## SUPPLIED RECORDS
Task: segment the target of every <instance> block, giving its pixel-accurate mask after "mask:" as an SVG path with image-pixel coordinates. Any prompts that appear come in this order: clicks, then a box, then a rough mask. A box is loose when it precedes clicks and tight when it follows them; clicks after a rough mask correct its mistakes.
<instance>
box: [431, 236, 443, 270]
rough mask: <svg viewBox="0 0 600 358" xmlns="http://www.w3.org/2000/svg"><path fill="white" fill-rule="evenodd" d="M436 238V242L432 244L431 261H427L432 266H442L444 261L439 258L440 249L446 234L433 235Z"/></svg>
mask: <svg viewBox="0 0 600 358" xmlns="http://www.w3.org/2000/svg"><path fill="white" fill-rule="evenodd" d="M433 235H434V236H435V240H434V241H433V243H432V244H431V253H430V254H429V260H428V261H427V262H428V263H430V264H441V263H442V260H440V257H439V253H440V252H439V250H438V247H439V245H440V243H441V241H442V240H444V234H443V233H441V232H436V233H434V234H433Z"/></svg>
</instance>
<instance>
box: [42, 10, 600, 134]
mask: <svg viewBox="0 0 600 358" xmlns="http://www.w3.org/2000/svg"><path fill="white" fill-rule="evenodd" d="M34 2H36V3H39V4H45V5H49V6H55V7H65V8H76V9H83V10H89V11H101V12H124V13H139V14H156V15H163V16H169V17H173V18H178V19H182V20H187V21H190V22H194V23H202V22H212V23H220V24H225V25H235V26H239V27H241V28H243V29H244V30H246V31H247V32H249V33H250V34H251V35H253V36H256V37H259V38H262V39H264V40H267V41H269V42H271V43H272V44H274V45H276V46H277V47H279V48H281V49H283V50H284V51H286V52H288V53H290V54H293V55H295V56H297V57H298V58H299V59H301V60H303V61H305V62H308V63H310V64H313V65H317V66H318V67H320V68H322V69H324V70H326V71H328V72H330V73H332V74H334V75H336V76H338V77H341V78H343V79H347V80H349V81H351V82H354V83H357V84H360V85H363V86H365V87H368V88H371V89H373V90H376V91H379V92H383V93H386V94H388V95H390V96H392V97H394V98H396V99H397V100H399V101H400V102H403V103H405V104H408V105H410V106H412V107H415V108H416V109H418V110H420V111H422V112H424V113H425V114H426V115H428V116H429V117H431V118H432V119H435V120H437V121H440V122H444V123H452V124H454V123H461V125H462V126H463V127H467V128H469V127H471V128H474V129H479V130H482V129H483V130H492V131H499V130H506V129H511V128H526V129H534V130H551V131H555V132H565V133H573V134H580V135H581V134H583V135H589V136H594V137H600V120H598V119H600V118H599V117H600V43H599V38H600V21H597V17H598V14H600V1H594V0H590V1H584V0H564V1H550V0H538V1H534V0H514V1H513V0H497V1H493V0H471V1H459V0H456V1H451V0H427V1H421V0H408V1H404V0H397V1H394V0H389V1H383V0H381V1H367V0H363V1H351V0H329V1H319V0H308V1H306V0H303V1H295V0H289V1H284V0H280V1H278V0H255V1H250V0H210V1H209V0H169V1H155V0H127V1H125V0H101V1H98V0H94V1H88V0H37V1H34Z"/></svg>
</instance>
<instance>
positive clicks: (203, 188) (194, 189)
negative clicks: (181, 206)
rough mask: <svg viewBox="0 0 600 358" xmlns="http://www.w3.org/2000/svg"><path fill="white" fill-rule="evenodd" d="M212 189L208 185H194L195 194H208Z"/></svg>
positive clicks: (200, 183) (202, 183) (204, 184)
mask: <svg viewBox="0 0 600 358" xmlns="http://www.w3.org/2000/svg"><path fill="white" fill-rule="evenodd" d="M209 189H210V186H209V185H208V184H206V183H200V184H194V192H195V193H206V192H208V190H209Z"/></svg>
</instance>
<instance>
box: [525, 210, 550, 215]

## TASK BRIEF
Copy out each entry once more, character for character.

## FINAL ANSWER
Task: segment the target of every <instance> block, giving its pixel-accurate mask after "mask:" as an SVG path with image-pixel coordinates. Any prompts that appear come in this order: clicks, then a box, then a rough mask. A box is loose when it precedes clicks and tight when it follows them; clicks after a rough mask correct its mistakes.
<instance>
box: [431, 236, 443, 270]
rough mask: <svg viewBox="0 0 600 358" xmlns="http://www.w3.org/2000/svg"><path fill="white" fill-rule="evenodd" d="M436 238V242L432 244L431 261H427L432 266H442L444 261L439 258L440 249L446 234L433 235Z"/></svg>
mask: <svg viewBox="0 0 600 358" xmlns="http://www.w3.org/2000/svg"><path fill="white" fill-rule="evenodd" d="M433 235H434V236H435V240H434V241H433V243H432V244H431V253H430V254H429V260H428V261H427V262H428V263H430V264H441V263H442V260H440V257H439V253H440V252H439V250H438V247H439V245H440V243H441V241H442V240H444V234H443V233H441V232H436V233H434V234H433Z"/></svg>
</instance>
<instance>
box: [42, 10, 600, 134]
mask: <svg viewBox="0 0 600 358" xmlns="http://www.w3.org/2000/svg"><path fill="white" fill-rule="evenodd" d="M34 2H36V3H39V4H45V5H49V6H55V7H65V8H76V9H83V10H89V11H101V12H124V13H139V14H156V15H163V16H169V17H173V18H178V19H182V20H187V21H190V22H194V23H202V22H212V23H220V24H225V25H235V26H239V27H241V28H243V29H244V30H246V31H247V32H249V33H250V34H251V35H253V36H256V37H259V38H262V39H264V40H267V41H269V42H271V43H272V44H274V45H276V46H277V47H279V48H281V49H283V50H284V51H286V52H288V53H290V54H293V55H295V56H297V57H298V58H299V59H301V60H303V61H305V62H308V63H310V64H313V65H317V66H318V67H320V68H322V69H324V70H326V71H328V72H330V73H332V74H334V75H336V76H338V77H341V78H343V79H347V80H349V81H351V82H354V83H357V84H360V85H363V86H365V87H368V88H371V89H373V90H376V91H379V92H383V93H386V94H388V95H390V96H392V97H394V98H396V99H397V100H399V101H400V102H403V103H405V104H408V105H410V106H412V107H415V108H416V109H418V110H420V111H422V112H424V113H425V114H426V115H428V116H429V117H431V118H432V119H435V120H437V121H440V122H444V123H452V124H454V123H461V125H462V126H463V127H467V128H469V127H471V128H474V129H479V130H482V129H483V130H492V131H499V130H506V129H511V128H526V129H534V130H551V131H555V132H565V133H573V134H580V135H581V134H583V135H589V136H594V137H600V120H598V119H600V118H599V117H600V43H599V38H600V21H597V17H598V14H600V1H594V0H590V1H584V0H564V1H550V0H538V1H534V0H514V1H513V0H497V1H493V0H471V1H459V0H456V1H451V0H427V1H421V0H408V1H404V0H397V1H394V0H389V1H383V0H381V1H367V0H363V1H351V0H329V1H319V0H308V1H306V0H303V1H295V0H289V1H284V0H280V1H278V0H255V1H250V0H210V1H209V0H169V1H155V0H127V1H125V0H101V1H98V0H94V1H88V0H37V1H34Z"/></svg>
</instance>
<instance>
positive clicks: (203, 188) (194, 189)
negative clicks: (181, 206)
rough mask: <svg viewBox="0 0 600 358" xmlns="http://www.w3.org/2000/svg"><path fill="white" fill-rule="evenodd" d="M212 189L208 185H194L195 194H208Z"/></svg>
positive clicks: (200, 183) (202, 183) (204, 184)
mask: <svg viewBox="0 0 600 358" xmlns="http://www.w3.org/2000/svg"><path fill="white" fill-rule="evenodd" d="M209 189H210V186H209V185H208V184H206V183H200V184H194V192H195V193H206V192H208V190H209Z"/></svg>
</instance>
<instance>
box: [525, 210, 550, 215]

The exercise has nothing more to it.